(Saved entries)
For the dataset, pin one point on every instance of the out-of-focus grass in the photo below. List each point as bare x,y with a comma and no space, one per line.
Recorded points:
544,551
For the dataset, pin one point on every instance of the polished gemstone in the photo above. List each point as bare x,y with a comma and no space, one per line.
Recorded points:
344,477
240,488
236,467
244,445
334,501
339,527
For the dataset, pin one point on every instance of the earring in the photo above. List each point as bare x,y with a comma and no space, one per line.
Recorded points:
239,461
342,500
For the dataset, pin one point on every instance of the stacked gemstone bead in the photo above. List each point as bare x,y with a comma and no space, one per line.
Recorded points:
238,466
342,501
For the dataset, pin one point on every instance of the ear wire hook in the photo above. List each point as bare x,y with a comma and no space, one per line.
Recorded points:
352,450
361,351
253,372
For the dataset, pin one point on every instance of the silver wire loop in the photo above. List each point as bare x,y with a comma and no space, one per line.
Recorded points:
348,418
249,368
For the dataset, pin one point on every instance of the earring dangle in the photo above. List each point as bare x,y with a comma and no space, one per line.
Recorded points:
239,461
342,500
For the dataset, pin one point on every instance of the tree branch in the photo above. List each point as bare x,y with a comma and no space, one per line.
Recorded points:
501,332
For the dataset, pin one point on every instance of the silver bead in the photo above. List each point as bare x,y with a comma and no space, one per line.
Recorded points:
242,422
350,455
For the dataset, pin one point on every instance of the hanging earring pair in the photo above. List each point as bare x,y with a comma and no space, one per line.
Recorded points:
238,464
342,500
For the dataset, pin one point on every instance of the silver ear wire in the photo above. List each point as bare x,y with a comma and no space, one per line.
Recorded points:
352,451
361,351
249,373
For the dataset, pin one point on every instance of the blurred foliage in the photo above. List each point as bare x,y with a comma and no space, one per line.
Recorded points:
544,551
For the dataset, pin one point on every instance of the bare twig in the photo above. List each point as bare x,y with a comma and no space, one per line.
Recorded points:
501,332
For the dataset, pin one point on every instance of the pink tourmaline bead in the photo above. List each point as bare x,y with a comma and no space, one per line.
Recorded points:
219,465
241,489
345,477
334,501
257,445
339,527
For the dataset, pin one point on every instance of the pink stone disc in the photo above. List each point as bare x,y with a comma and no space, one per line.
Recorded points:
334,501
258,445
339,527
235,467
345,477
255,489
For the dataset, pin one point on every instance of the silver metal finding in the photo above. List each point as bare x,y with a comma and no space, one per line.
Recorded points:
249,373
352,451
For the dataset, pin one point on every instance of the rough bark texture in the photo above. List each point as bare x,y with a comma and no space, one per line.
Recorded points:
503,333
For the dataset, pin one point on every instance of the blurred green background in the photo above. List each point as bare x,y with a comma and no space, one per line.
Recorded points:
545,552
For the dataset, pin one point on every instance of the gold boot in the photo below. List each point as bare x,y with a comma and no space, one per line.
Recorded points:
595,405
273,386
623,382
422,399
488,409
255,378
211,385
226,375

--

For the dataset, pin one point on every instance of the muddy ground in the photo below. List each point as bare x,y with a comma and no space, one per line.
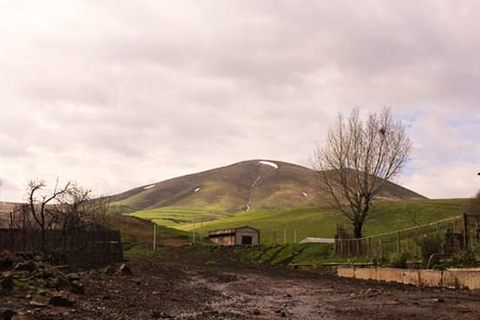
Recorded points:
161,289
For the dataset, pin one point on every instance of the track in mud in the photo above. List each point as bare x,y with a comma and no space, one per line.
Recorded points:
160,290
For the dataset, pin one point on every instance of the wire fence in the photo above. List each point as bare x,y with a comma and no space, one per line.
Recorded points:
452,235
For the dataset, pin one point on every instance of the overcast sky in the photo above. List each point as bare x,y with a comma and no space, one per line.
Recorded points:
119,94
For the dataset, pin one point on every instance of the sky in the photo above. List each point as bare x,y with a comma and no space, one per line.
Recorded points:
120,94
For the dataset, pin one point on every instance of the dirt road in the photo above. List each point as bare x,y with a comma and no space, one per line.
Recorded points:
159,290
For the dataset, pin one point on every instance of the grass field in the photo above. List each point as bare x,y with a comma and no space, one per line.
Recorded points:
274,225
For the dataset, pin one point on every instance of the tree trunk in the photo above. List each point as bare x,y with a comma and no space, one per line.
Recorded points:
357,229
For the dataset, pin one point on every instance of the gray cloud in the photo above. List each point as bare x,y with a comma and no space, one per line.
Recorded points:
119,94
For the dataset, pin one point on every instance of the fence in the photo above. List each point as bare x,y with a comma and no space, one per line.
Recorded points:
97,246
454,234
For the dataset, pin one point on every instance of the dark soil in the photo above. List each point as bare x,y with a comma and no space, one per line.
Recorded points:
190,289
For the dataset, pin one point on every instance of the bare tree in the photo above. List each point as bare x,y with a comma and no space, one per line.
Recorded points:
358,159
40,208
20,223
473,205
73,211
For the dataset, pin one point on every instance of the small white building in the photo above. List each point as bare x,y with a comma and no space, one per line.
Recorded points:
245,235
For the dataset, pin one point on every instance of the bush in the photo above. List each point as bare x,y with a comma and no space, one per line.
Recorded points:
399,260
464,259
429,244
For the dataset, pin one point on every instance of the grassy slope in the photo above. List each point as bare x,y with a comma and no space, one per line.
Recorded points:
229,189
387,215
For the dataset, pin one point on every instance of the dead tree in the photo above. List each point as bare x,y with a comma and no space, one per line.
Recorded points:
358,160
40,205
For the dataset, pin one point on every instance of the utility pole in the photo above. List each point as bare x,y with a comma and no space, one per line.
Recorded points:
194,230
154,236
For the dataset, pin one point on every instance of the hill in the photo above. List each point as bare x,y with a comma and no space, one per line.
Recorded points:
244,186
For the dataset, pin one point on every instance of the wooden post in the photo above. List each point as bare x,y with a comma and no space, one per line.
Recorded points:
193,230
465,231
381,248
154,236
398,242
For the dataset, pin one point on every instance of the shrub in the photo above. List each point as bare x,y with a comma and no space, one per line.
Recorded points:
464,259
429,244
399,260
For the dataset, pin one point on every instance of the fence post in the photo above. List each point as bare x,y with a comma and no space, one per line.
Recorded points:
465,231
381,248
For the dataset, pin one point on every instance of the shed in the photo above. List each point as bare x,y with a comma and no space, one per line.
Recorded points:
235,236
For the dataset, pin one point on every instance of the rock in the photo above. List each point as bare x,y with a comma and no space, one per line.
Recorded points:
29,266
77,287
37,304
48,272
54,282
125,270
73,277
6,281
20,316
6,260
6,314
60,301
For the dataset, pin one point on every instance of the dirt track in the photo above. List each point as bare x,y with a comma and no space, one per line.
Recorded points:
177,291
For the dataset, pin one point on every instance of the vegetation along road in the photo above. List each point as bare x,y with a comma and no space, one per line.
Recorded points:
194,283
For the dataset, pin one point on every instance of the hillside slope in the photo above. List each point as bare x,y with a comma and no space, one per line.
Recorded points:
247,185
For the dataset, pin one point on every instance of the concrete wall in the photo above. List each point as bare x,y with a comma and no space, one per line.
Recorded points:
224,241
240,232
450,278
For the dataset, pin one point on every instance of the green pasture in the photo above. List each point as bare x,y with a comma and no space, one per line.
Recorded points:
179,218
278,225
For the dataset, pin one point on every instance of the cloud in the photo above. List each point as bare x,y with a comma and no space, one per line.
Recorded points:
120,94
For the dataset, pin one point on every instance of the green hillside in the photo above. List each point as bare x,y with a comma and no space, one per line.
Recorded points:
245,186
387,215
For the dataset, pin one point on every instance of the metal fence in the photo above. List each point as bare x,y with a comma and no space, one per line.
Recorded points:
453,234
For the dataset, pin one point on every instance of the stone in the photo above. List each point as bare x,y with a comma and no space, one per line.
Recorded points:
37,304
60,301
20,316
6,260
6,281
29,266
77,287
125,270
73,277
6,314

## Assignment:
Only a number is expected: the count of lines in the data that contain the word "green".

## Answer to this exercise:
3